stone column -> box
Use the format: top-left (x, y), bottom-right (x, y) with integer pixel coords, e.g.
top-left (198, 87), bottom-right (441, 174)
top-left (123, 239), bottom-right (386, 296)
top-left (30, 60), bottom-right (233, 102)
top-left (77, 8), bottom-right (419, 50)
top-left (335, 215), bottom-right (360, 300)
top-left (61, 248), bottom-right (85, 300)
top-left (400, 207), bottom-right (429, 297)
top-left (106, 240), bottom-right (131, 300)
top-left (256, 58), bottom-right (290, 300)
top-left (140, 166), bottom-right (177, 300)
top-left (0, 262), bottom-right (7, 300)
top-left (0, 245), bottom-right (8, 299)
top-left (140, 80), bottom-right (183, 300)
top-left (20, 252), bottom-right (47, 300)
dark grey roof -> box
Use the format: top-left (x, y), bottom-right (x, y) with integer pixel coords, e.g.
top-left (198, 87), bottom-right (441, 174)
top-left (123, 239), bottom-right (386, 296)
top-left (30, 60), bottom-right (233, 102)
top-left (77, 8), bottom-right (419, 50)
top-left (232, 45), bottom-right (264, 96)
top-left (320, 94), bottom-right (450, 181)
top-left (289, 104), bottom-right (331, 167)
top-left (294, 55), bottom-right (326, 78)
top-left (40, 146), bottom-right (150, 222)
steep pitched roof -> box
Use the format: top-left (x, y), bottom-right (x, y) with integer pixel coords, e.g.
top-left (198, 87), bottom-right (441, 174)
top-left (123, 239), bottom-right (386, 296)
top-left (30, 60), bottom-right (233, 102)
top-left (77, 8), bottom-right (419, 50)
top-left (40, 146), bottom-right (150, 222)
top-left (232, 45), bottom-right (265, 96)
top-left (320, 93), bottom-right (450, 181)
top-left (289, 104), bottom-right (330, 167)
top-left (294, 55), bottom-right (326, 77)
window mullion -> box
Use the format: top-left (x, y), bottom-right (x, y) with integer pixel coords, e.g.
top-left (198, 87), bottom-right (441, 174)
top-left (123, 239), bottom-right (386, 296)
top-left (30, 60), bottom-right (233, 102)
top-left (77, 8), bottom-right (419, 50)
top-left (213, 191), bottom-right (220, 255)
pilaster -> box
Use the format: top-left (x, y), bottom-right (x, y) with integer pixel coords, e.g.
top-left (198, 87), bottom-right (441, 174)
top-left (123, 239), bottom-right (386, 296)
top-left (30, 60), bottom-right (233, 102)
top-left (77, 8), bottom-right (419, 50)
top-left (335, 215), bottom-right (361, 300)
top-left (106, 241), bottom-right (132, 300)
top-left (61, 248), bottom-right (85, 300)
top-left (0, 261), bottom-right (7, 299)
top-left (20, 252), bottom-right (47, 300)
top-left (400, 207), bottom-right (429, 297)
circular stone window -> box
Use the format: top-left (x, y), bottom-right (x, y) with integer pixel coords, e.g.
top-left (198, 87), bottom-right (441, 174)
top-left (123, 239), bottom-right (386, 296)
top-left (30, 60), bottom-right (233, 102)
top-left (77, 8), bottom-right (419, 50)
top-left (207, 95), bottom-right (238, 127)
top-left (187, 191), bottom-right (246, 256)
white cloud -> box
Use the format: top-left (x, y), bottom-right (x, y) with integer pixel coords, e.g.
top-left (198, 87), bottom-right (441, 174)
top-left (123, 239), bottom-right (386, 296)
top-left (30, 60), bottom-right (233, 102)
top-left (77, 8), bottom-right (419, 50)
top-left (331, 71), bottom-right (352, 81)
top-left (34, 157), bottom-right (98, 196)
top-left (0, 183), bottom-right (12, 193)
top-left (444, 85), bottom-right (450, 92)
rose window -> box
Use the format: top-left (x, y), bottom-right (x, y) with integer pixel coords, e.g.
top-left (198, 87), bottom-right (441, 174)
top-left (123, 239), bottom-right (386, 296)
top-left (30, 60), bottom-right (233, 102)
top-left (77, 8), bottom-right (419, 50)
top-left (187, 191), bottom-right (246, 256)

▬▬▬

EXERCISE PROMPT - Print out the whole of the material exactly, line for line.

OUTPUT FOR THIS TASK -
stone column -> box
Use the format: top-left (x, y), bottom-right (x, y) with integer pixel coords, e.g.
top-left (198, 87), bottom-right (441, 174)
top-left (123, 239), bottom-right (386, 296)
top-left (30, 60), bottom-right (233, 102)
top-left (77, 8), bottom-right (419, 50)
top-left (335, 215), bottom-right (360, 300)
top-left (61, 248), bottom-right (85, 300)
top-left (400, 207), bottom-right (429, 297)
top-left (106, 240), bottom-right (131, 300)
top-left (256, 58), bottom-right (290, 300)
top-left (140, 166), bottom-right (177, 300)
top-left (0, 262), bottom-right (7, 300)
top-left (0, 245), bottom-right (8, 299)
top-left (140, 80), bottom-right (183, 300)
top-left (20, 252), bottom-right (47, 300)
dark grey roof -> box
Use the format: top-left (x, y), bottom-right (x, y) with integer pixel coords, e.g.
top-left (198, 87), bottom-right (441, 174)
top-left (123, 239), bottom-right (386, 296)
top-left (30, 60), bottom-right (233, 102)
top-left (77, 8), bottom-right (419, 50)
top-left (232, 45), bottom-right (264, 96)
top-left (320, 94), bottom-right (450, 181)
top-left (289, 104), bottom-right (331, 167)
top-left (294, 55), bottom-right (326, 78)
top-left (40, 146), bottom-right (150, 222)
steep pitched roof -> box
Use the format: top-left (x, y), bottom-right (x, y) with integer pixel coords, e.g.
top-left (198, 87), bottom-right (441, 174)
top-left (123, 239), bottom-right (386, 296)
top-left (30, 60), bottom-right (233, 102)
top-left (77, 8), bottom-right (419, 50)
top-left (40, 146), bottom-right (150, 222)
top-left (232, 45), bottom-right (265, 96)
top-left (320, 93), bottom-right (450, 181)
top-left (289, 104), bottom-right (330, 167)
top-left (294, 55), bottom-right (326, 77)
window mullion -> box
Use the format: top-left (x, y), bottom-right (x, y) with integer pixel coords, e.g.
top-left (198, 87), bottom-right (441, 174)
top-left (123, 239), bottom-right (386, 296)
top-left (30, 60), bottom-right (233, 102)
top-left (77, 8), bottom-right (419, 50)
top-left (213, 191), bottom-right (220, 255)
pilaster -> box
Use the format: top-left (x, y), bottom-right (x, y) with integer pixel coords, e.g.
top-left (198, 87), bottom-right (441, 174)
top-left (123, 239), bottom-right (386, 296)
top-left (30, 60), bottom-right (233, 102)
top-left (77, 8), bottom-right (419, 50)
top-left (335, 215), bottom-right (361, 300)
top-left (106, 241), bottom-right (132, 300)
top-left (61, 248), bottom-right (85, 300)
top-left (0, 261), bottom-right (7, 299)
top-left (20, 252), bottom-right (47, 300)
top-left (400, 207), bottom-right (429, 297)
circular stone window -> box
Use the format: top-left (x, y), bottom-right (x, y) with integer pixel coords, e.g.
top-left (198, 87), bottom-right (441, 174)
top-left (123, 239), bottom-right (386, 296)
top-left (30, 60), bottom-right (233, 102)
top-left (77, 8), bottom-right (419, 50)
top-left (207, 95), bottom-right (238, 127)
top-left (187, 191), bottom-right (246, 256)
white cloud -> box
Use the format: top-left (x, y), bottom-right (x, y) with integer pixel coords, e.g.
top-left (198, 87), bottom-right (441, 174)
top-left (123, 239), bottom-right (386, 296)
top-left (30, 60), bottom-right (233, 102)
top-left (77, 8), bottom-right (419, 50)
top-left (331, 71), bottom-right (352, 81)
top-left (34, 157), bottom-right (98, 196)
top-left (0, 183), bottom-right (12, 193)
top-left (444, 85), bottom-right (450, 92)
rose window -> box
Use the format: top-left (x, y), bottom-right (x, y) with integer pixel coords, e.g.
top-left (198, 87), bottom-right (441, 174)
top-left (123, 239), bottom-right (386, 296)
top-left (30, 60), bottom-right (233, 102)
top-left (77, 8), bottom-right (419, 50)
top-left (187, 191), bottom-right (246, 256)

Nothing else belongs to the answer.